Written task =
Please reproduce, word for word, the part of the listing below that opens with the line containing "as (365, 260)." and closes with the listing's last line.

===== Data shown =====

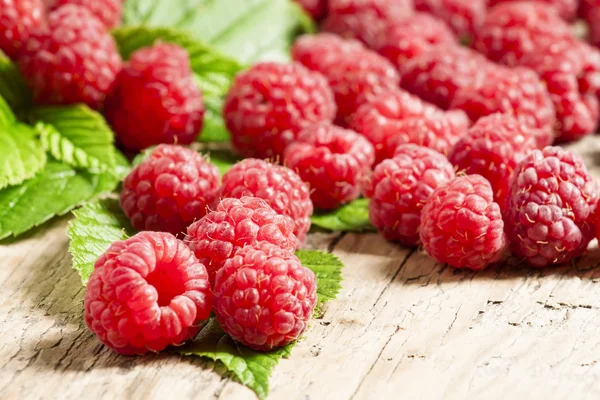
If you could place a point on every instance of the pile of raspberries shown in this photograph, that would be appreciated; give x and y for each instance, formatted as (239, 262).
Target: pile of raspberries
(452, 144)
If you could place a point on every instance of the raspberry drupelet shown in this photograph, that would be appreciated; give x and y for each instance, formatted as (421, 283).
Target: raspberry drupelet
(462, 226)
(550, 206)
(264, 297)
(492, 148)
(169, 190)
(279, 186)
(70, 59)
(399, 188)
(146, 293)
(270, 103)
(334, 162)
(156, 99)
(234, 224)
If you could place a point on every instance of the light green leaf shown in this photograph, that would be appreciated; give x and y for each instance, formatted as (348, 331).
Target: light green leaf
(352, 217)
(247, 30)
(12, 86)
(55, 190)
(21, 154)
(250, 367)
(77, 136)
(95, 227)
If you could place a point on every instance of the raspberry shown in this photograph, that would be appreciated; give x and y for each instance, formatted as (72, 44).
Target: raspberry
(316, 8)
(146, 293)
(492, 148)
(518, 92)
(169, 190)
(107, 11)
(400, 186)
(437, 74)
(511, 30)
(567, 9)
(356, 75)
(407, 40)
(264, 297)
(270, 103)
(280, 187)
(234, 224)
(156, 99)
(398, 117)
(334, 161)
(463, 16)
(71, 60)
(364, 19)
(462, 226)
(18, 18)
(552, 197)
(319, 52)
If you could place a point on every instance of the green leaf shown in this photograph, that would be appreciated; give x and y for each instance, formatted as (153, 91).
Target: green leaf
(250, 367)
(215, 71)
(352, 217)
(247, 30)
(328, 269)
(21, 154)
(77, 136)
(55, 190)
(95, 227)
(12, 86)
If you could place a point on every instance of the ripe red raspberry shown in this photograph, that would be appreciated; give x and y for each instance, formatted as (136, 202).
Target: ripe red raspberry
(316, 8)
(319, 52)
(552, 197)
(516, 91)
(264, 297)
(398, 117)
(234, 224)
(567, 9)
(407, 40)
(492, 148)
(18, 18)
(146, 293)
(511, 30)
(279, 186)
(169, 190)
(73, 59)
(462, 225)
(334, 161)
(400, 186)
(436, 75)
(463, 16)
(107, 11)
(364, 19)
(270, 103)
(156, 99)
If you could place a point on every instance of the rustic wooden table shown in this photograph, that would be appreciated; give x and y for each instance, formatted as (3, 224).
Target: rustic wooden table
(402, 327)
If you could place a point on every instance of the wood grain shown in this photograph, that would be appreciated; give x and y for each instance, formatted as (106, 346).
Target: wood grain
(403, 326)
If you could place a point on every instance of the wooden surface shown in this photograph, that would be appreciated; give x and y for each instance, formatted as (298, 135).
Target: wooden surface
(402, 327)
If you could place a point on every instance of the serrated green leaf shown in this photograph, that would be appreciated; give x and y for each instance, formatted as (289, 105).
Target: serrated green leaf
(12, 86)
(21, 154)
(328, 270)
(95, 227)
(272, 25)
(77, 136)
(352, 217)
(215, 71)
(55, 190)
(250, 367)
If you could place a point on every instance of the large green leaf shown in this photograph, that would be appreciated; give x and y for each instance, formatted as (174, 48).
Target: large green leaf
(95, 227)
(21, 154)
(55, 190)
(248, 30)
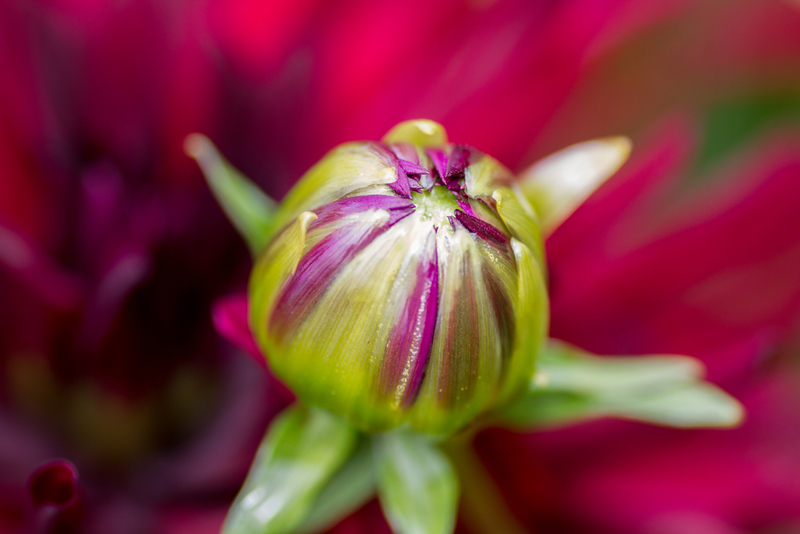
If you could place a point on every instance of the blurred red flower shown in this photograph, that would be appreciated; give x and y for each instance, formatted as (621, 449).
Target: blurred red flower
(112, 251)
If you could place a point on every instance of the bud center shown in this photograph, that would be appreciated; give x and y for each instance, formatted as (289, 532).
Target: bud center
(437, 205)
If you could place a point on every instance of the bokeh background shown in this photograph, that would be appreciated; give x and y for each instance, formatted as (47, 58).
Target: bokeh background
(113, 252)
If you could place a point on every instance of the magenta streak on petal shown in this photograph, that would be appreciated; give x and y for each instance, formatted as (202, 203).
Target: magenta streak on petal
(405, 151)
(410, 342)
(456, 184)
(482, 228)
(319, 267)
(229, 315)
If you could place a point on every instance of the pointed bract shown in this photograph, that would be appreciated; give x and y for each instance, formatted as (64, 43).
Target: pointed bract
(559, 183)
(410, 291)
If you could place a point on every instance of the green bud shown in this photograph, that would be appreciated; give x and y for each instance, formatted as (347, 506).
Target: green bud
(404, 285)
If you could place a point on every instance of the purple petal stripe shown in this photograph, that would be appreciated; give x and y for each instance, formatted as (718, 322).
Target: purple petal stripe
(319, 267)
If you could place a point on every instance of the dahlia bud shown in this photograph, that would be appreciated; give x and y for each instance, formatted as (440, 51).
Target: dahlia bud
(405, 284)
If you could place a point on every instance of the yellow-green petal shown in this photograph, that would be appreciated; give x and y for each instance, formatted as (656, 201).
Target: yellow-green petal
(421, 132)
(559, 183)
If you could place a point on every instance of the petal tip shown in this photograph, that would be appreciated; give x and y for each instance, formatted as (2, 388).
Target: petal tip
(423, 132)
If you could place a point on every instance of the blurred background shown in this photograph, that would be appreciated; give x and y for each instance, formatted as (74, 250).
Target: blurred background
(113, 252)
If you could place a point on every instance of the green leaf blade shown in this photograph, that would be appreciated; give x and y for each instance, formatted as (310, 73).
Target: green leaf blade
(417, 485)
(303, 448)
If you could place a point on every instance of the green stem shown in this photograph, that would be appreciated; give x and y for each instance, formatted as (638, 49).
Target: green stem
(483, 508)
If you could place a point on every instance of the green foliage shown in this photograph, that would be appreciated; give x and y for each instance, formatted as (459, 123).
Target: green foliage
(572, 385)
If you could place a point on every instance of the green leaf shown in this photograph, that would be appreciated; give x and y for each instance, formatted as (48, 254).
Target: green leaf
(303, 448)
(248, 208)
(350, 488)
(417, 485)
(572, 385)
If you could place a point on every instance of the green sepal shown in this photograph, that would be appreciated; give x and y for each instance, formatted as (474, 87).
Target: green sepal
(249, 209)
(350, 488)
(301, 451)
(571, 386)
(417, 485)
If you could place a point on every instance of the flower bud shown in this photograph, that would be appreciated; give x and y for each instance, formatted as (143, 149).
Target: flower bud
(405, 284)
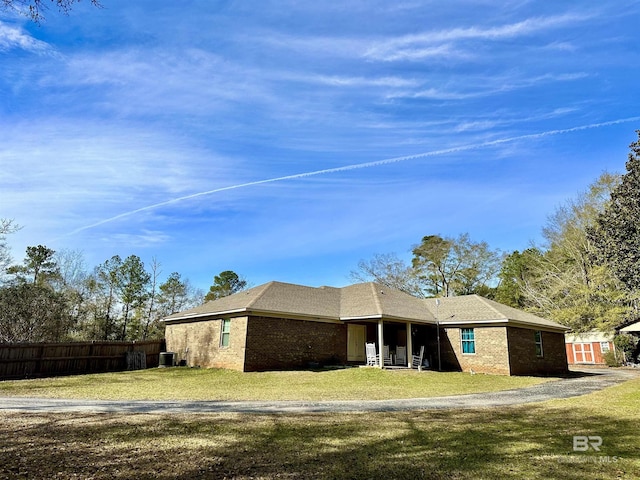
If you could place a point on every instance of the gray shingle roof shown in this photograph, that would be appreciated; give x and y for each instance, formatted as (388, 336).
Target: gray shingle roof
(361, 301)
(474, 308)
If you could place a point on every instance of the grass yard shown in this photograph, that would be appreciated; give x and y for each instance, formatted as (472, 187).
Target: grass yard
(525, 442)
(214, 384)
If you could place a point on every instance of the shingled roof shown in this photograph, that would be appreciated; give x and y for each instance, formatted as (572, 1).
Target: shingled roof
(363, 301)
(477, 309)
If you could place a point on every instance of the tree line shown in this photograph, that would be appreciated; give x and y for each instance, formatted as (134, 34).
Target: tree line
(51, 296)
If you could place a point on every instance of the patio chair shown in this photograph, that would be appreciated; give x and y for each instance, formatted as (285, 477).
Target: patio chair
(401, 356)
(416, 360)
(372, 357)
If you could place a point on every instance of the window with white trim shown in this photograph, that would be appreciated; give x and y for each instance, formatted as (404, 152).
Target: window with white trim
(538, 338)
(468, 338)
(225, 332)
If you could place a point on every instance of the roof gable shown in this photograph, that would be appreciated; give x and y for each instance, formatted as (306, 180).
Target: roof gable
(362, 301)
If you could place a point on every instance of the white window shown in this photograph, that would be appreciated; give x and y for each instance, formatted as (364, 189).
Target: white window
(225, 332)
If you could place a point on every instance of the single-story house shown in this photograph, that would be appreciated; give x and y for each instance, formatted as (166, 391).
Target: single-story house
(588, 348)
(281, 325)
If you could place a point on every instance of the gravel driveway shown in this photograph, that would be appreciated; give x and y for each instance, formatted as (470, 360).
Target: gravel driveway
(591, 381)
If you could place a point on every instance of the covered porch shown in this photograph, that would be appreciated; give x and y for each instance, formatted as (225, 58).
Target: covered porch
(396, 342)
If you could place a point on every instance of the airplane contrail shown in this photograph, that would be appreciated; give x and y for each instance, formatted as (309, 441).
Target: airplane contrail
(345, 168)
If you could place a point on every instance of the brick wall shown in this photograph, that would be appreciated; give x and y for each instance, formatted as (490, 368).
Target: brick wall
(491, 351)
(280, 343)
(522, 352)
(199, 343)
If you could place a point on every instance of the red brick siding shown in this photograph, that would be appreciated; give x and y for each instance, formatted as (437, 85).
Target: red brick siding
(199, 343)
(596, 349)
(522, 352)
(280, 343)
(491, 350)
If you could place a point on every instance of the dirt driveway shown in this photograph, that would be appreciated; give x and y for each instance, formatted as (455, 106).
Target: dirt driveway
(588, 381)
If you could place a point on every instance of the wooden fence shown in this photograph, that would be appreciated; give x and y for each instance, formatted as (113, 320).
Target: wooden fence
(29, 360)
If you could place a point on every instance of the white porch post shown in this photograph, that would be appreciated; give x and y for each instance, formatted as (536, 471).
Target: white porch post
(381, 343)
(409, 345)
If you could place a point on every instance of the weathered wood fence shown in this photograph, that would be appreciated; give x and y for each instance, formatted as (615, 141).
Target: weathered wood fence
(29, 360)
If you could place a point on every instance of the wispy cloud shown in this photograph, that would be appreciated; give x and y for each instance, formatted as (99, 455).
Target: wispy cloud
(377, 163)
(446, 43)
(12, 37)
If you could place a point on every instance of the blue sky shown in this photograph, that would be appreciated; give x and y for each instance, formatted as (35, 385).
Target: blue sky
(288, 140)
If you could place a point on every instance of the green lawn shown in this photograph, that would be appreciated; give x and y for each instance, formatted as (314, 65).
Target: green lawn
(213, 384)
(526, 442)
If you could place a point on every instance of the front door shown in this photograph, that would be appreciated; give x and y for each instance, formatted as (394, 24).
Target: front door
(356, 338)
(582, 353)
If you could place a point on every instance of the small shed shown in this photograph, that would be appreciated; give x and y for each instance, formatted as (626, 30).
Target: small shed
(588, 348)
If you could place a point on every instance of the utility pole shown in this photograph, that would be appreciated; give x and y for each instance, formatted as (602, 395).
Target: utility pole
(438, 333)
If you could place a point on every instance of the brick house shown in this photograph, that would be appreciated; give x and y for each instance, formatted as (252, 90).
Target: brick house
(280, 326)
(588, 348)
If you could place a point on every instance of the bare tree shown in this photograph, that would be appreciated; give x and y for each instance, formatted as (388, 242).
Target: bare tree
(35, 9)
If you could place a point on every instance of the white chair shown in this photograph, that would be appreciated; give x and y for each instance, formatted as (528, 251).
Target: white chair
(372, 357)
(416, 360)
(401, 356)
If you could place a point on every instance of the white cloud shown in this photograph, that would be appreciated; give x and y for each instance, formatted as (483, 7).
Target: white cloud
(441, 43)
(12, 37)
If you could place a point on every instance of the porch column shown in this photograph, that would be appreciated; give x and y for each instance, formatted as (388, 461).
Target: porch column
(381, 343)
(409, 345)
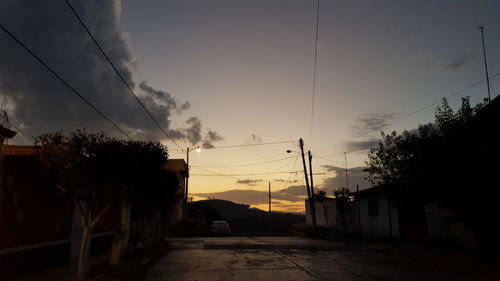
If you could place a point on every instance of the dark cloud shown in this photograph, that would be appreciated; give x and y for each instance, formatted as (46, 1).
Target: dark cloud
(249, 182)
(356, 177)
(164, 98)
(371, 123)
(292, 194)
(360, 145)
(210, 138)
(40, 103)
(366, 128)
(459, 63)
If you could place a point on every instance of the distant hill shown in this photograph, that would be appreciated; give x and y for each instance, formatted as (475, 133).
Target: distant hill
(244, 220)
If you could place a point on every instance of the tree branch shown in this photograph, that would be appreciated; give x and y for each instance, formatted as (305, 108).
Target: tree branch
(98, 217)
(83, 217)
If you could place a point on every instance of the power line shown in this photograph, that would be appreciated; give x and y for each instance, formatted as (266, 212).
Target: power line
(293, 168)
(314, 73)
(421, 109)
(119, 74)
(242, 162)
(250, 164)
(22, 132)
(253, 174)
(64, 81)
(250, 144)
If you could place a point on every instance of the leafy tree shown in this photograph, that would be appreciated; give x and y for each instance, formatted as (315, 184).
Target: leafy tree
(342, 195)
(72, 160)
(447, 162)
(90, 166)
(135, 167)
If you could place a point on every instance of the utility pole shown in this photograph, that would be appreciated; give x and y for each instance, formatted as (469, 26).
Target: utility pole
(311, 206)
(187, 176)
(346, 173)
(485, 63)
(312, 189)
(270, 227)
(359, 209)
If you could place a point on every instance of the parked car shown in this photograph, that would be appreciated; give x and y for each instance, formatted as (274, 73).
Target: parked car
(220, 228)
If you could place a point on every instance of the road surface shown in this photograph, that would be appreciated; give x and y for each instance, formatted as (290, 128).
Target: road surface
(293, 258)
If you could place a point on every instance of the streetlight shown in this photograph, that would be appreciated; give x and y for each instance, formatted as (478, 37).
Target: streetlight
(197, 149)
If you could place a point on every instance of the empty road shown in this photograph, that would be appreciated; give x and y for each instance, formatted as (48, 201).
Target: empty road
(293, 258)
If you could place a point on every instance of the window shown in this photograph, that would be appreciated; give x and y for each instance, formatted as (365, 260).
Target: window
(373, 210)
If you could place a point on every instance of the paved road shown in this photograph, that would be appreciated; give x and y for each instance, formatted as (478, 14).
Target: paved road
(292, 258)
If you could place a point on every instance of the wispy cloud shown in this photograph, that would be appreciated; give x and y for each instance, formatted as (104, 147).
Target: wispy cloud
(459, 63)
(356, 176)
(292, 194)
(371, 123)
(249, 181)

=====

Full output =
If you could place a point on every instance of the window shown in this photograph, that would be appreciated; give x and y for each instance, formatted as (365, 260).
Target: window
(373, 210)
If you could place a point on every instance of the paved road shown in this photograph, that would be appreciated; give x and y for each instance, formatted as (478, 14).
Target: paved road
(292, 258)
If you could place a point on every instance of the wispy cloud shown in this photograph, that would be appreciated; give x and y for each instance, formatted as (104, 147).
Target: wispy cloud
(459, 63)
(356, 176)
(292, 194)
(371, 123)
(249, 181)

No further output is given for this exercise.